Moneybox

We Could End Polio Forever For About $1 Billion

An Afghan health worker (R) administers polio vaccine drops to a child during the second day of a vaccination campaign in Jalalabad on August 26, 2013.

Photo by Noorullah Shirzada/AFP/Getty Images

The Bill and Melinda Gates Foundation has been spearheading an effort over the past couple of years to close the last mile on polio eradication. Polio used to be a very prevalent infection disease that killed and paralyzed lots of children. These days barely anyone dies of polio. But one of the main reasons that barely anyone dies of polio is that plenty of time and money are spent vaccinating people against polio. Consequently, the disease is at a sort of odd cliff as a humanitarian undertaking. The marginal value of an additional polio vaccination is low (since polio deaths are so rare) but the value of completely eliminating polio is in principle quite high since once there’s no polio at all in the world then we can permanently stop spending resources on polio vaccines and redirect that public health money to malaria or clean water or whatever else catches your fancy.

The Gates Foundation believes it has a plan to get this done for about $5.5 billion over a six-year period, and they’ve raised about $4 billion in pledges already. Their rather modest “ask” of the United States government is that we increase our annual contribution to this effort to $200 million a year from its current pace of $150 million a year (a sum we occasionally undermine by using vaccination as a front for intelligence operations).

My guess is that the relevant members of the Obama administration are highly sympathetic to the idea of coughing up the extra money, but have not been incredibly successful at obtaining the time of the most senior level of officials to discuss political, legal, and communications strategies for getting this done. One often hears that helping-by-killing versus helping-by-curing isn’t an either/or choice, but while that’s true as a matter of literal funding it’s absolutely not true as a matter of senior administration official bandwidth or political capital. Fully closing the funding gap would cost approximately what the U.S. spent on the Libya intervention (that’s not considering spending by NATO allies) so winning the war on polio would be an undertaking of roughly the scale that we’re prepared to contemplate for military measures.

That said, while Denis McDonough does need to make zero-sum choices about which meetings to schedule you as a citizen don’t have the same kind of constraint. Whatever you think about Syria, I would just urge that if you’re thinking about international humanitarian issues this week you spend some time to ponder how close we are to eradicating a major disease and to the idea that maybe it’d be smart for major rich world powers to throw their shoulders into this.

## Available data
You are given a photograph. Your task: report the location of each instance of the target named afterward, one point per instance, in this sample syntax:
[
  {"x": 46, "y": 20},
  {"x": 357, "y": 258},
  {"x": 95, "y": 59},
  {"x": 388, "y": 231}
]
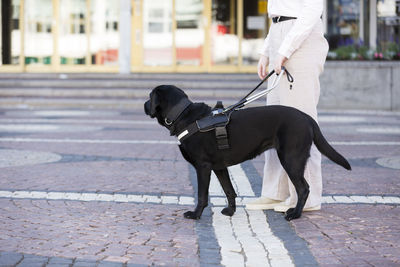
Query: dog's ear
[{"x": 154, "y": 104}]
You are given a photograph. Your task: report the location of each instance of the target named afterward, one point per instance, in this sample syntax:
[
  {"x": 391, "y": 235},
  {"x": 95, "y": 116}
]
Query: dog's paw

## Your instructions
Decide whether each statement agrees with the polio article, answering yes or no and quoting the article's deciding words: (a) The Gates Foundation has already gathered about $4 billion in pledges. (b) The Gates Foundation's plan covers a ten-year period. (c) The United States currently contributes $150 million a year to the effort. The listing has nothing to do with the polio article.

## Solution for this exercise
(a) Yes: "they’ve raised about $4 billion in pledges already"
(b) No: "about $5.5 billion over a six-year period"
(c) Yes: "from its current pace of $150 million a year"